WORK TO COMPLETE.
1. In the passage on the TV adaptation of The Multi-Coloured Umbrella, who was given the job of adapting the play for television?
2. Please resume the passage on the TV adaptation of The Multi-Coloured Umbrella from the point where it stops.

SUPPLIED PASSAGE.
•••

The Multi-Coloured Umbrella wasn’t the first Barbara Vernon play to be filmed by the ABC. She had written a one-act prequel to Umbrella called The Passionate Pianist, which focused on Ben and Joe Donnelly as teenagers, and revolved around an incident where they took out the family car one evening.  The ABC televised a 30-minute version of this play on 2 October 1957.  (Incidentally, The Passionate Pianist was one of three one-act plays Vernon wrote about the Donnelly boys over the years – the others were The Bishop and the Boxer and First Love – with all three forming a programme under the title of “The Growing Years”. In hindsight, this indicates why Vernon would become so successful writing serial drama – she clearly liked to tell different stories with the same characters. But that was down the track.)

The job of adapting The Multi-Coloured Umbrella for television was given to George F. Kerr, an Englishman with television-writing experience at the BBC, who had recently emigrated to Australia. By this stage, the ABC were presenting live dramas as long as 90 minutes (eg. a 1957 production of The Importance of Being Earnest) but for whatever reason, it was decided to reduce the running time of Umbrella to sixty minutes. You can read a complete copy of Kerr’s script at the NAA online.

On the whole, Kerr respected the text – it was more a big edit rather than a proper adaptation for the small screen. However, the shortened running time meant cuts had to be made, the most notable being the removal of the character of Eileen and the entire scene where she tells Kate about their father leaving their mother. This is one of those excisions that Kerr probably thought was okay because it doesn’t affect the story per se… but, in actual fact, it was massive because the Kate-Eileen moments are crucial for fleshing out Kate’s character. It is through these that the audience can properly see Kate’s world view, especially her feelings about Joe, marriage and sex – she can be honest with her sister in a way she can’t be with the Donnellys. Without those moments, her character’s actions don’t really make sense, and Kate goes from being the lead character to a support player in “The Ben and Joe Show”, throwing the whole play out of balance.

To compound this, Kerr still keeps the fact that Kate’s father has left their mother, but deals with it as a throwaway line of dialogue. This is irritating – you hear it and go “huh, what, he left? Why aren’t we talking more about that?” It would have been better to simply remove the reference altogether. Even better, however, would have been to keep the Eileen-Kate exchanges and look for cuts elsewhere. I think Eileen was more important to preserve than, say, having Kevin attack Joe.

The TV script has dialogue in it not in the stage play, at least not in the version of it I read published by Currency Press. On page 17 of the TV script, Joe makes a comment about Freud and sex which doesn’t feel in character. Neither does Joe’s dialogue on page 38, “well whacko for the beaut weather in sunny Aussie hey”. These feel like the sort of silly line additions made by a mediocre script editor – although in fairness, I have no proof of that.

More forgivably, there were some changes presumably for censorship reasons. Ben guessing that “Joe’s not too good in bed” becomes the vague “Joe’s not too good”, and Joe’s confession that he visited a whorehouse is removed entirely. Look, I get why these adjustments were made, but they do make character motivations less obvious, and one wishes Kerr had found some other way to get around the censor while still maintaining dramatic clarity. George F Kerr talked a good game in various interviews, but after reading a bunch of his scripts for Australian television, I’m not sure he knew as much about writing as he thought he did. This isn’t uncommon among the more third-rate script editors in the industry, who do more damage to Australian drama than people realise.

•••

DATA LISTING.

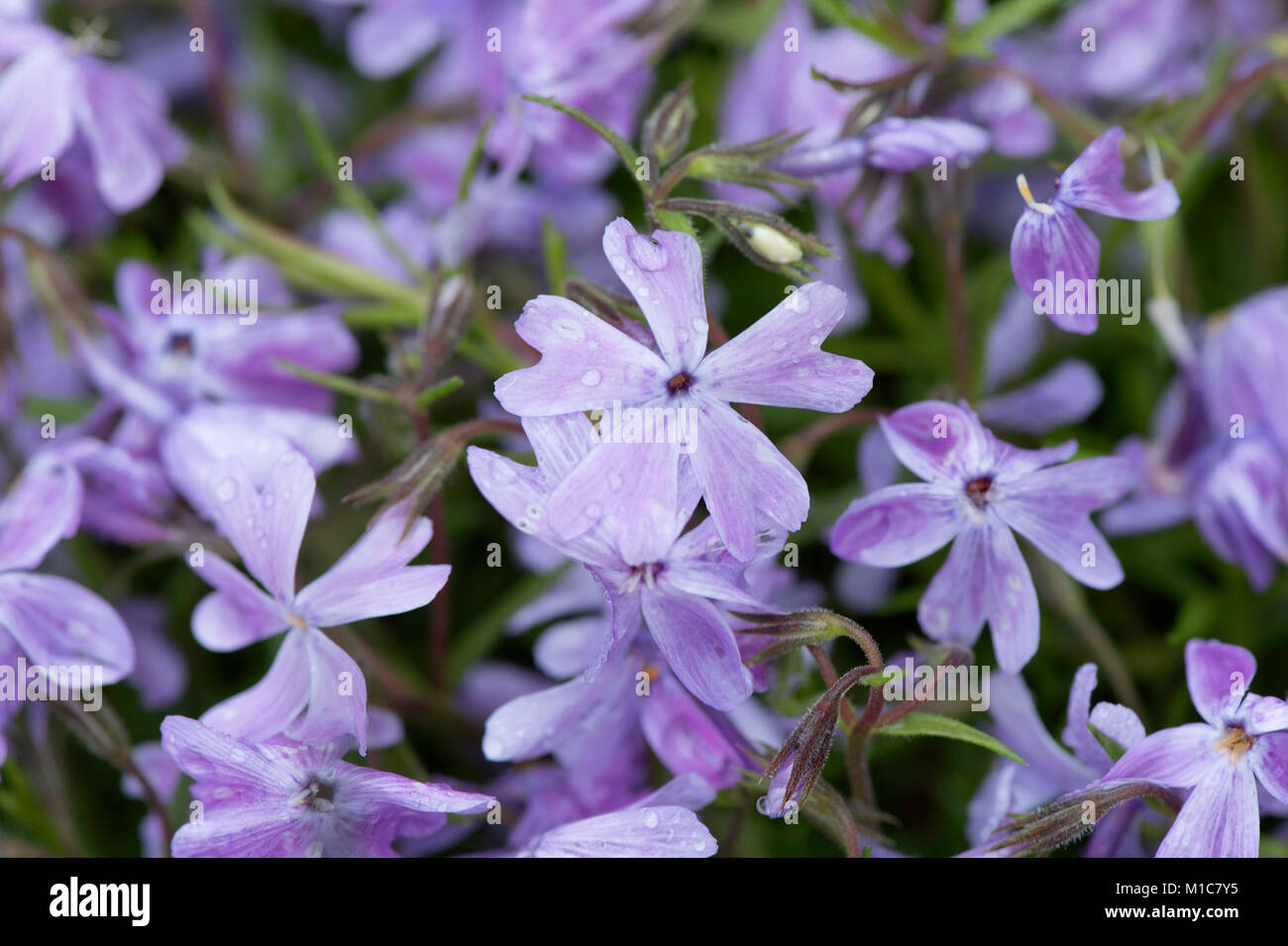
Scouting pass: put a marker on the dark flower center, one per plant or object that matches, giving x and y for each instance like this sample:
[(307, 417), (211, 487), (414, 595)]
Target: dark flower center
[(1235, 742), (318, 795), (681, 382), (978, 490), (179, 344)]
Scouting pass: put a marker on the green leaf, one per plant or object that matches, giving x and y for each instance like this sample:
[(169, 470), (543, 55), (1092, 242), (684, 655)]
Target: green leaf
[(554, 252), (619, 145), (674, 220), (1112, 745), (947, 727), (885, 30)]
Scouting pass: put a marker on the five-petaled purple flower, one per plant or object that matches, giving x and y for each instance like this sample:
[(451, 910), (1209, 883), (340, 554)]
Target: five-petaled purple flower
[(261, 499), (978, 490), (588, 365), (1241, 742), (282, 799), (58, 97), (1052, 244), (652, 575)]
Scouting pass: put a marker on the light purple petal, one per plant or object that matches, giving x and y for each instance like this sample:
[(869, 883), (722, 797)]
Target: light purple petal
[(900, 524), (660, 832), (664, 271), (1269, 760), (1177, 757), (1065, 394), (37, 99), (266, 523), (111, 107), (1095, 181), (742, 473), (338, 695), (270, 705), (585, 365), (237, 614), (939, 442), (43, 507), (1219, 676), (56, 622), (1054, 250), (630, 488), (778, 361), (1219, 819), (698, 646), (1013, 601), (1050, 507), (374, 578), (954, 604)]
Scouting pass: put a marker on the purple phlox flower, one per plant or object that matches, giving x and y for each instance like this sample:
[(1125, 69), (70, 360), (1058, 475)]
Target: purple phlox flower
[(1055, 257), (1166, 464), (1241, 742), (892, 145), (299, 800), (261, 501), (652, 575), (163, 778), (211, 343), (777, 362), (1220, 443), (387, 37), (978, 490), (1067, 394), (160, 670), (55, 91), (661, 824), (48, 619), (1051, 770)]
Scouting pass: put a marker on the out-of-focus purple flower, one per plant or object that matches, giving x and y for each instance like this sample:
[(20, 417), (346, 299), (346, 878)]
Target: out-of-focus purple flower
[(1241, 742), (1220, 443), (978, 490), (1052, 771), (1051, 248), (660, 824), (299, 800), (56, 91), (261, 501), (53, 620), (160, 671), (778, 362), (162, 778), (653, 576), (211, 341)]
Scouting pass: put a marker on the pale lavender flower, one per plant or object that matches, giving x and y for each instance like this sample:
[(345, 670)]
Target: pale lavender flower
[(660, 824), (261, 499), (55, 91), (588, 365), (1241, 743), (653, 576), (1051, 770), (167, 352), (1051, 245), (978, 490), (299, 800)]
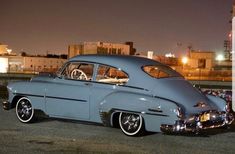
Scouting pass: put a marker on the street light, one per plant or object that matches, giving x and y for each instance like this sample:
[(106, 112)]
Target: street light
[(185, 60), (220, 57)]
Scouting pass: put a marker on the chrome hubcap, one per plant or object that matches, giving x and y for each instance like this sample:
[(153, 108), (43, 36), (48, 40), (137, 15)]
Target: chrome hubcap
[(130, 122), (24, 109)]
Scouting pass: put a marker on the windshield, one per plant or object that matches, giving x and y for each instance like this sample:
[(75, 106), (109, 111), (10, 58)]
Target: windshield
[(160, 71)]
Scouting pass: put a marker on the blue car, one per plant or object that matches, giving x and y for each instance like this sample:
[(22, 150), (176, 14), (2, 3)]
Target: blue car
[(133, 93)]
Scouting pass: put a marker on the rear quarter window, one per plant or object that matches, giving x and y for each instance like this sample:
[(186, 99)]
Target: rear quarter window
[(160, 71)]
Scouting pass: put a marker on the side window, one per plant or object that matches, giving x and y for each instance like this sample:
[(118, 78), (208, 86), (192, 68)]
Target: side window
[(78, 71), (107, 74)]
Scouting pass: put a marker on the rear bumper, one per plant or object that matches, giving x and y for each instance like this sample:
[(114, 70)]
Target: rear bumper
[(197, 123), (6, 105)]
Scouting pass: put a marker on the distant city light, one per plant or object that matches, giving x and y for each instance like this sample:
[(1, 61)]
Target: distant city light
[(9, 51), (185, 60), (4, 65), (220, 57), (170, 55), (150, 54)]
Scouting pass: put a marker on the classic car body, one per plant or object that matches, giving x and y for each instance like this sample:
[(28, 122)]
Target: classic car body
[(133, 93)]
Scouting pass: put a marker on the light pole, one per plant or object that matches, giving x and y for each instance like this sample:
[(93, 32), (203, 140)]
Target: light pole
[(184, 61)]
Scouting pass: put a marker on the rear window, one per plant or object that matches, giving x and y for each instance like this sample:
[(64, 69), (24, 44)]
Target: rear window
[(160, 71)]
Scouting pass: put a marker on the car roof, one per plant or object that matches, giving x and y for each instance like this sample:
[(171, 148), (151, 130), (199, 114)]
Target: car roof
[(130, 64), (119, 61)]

•••

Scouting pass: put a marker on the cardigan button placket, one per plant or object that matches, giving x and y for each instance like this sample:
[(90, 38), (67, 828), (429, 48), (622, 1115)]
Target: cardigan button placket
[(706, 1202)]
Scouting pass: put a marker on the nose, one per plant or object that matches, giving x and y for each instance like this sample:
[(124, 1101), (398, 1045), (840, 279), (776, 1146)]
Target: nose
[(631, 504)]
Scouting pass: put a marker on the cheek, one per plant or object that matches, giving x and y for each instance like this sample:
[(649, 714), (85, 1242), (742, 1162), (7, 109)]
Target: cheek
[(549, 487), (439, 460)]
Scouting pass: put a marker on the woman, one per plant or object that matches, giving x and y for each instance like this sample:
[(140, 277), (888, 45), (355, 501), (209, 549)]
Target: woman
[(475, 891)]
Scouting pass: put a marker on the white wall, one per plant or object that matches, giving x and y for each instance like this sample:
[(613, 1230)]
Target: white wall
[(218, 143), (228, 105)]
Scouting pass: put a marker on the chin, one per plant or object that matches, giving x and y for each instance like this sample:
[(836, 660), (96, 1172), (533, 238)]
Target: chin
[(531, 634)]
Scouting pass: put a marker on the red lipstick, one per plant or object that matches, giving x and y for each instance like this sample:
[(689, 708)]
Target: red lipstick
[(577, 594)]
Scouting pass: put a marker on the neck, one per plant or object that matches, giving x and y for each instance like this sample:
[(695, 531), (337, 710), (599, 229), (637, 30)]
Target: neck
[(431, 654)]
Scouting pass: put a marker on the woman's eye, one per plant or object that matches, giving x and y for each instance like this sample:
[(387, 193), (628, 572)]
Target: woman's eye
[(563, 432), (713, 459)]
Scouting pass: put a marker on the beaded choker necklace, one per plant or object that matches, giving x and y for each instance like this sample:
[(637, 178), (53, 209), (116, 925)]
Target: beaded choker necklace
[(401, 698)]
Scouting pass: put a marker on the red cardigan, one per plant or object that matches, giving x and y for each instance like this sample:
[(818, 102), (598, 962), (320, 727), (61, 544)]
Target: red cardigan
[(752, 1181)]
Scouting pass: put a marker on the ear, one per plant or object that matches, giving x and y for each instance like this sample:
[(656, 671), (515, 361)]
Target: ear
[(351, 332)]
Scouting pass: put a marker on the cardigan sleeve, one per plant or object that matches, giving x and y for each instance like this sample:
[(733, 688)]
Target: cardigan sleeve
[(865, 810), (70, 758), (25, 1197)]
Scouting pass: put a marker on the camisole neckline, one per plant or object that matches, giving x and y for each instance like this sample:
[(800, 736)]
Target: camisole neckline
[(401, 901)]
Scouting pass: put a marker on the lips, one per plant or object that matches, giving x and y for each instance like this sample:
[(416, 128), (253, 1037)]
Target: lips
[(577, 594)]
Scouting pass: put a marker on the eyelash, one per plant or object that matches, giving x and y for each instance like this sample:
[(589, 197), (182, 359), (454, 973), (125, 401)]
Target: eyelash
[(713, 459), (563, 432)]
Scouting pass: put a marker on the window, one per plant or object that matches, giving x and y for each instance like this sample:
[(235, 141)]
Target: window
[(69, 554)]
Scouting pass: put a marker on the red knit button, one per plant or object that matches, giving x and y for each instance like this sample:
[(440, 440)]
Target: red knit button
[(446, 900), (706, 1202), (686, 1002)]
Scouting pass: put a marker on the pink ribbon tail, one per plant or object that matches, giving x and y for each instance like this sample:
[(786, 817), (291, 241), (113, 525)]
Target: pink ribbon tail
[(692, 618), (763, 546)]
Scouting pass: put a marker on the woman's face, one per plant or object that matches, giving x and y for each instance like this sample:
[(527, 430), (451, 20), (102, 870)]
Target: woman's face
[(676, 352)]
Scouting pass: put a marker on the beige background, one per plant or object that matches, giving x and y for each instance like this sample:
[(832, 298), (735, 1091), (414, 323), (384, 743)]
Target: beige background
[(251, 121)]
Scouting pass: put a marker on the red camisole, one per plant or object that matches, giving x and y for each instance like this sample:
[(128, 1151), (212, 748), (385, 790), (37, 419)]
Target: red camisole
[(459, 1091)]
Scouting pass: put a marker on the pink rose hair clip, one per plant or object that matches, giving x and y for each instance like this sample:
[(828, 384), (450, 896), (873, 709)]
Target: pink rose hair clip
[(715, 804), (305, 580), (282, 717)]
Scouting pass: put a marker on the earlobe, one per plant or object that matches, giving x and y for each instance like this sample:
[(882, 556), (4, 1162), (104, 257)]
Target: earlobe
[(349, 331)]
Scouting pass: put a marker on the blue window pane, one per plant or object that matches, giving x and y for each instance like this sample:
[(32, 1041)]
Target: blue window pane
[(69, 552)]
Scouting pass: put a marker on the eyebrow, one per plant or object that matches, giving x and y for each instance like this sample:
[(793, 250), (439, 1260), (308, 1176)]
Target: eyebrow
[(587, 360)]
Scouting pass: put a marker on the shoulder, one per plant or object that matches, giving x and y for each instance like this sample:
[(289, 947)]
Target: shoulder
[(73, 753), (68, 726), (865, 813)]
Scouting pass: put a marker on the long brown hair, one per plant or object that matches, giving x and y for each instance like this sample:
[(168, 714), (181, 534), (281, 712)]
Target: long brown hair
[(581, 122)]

•••

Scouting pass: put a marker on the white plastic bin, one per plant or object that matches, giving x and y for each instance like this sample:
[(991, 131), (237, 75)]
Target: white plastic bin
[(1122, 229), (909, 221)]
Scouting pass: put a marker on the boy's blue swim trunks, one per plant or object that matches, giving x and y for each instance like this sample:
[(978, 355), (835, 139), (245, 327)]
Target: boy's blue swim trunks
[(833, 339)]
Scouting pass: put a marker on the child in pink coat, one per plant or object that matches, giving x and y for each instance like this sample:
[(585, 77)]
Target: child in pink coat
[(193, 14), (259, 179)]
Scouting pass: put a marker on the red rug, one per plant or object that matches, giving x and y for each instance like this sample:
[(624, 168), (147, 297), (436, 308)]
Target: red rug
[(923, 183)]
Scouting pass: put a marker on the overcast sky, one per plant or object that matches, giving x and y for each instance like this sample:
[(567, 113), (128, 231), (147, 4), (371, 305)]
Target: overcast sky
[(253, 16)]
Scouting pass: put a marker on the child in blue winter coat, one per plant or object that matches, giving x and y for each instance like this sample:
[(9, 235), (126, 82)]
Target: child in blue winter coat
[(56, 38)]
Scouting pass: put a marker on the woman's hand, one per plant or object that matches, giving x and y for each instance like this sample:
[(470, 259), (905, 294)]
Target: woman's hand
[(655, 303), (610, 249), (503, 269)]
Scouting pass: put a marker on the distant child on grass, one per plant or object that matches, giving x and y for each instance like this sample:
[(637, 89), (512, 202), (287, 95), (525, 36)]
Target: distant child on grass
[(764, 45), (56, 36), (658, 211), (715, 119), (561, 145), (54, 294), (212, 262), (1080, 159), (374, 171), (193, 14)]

•••

OUTPUTS IN ORDER.
1. George F. Kerr.

2.
The director of Multi-Coloured Umbrella was Raymond Menmuir, and the cast included Ken Wayne (Joe), Deryck Barnes (Ben), Amber Mae Cecil (Katie), Edward Smith (Kevin) and Georgie Sterling (Gloria). Only Barnes had acted for television before, but everyone had long CVs in terms of radio and theatre: even Cecil, the baby of the cast at age 19, had been working professionally since she was 12. The main face you are likely to recognise today is Wayne, who popped up in a few feature films like Sons of Matthew and Dust in the Sun.

The bulk of the play was broadcast live from the ABC studios at Gore Hill. There were some exteriors of Bondi Beach that had been pre-recorded on film, used for transitions. The set was designed by Desmonde Dowling, who created a penthouse (home of the Donnelly family) overlooking a beach with a modern two-level patio, a lounge room with glimpses of the kitchen and dinette in the background.

While plays at the time were broadcast live, they were recorded off the screen on tape (“kinescope”) for broadcasting in other territories at a later date. As previously mentioned, because the tape could be re-used, many old Australian plays were wiped, especially the super early ones. I assumed this was the case for The Multi-Coloured Umbrella but as mentioned previously, thanks to Michelle Rayner of the ABC I was able to view the last thirty minutes of the original broadcast.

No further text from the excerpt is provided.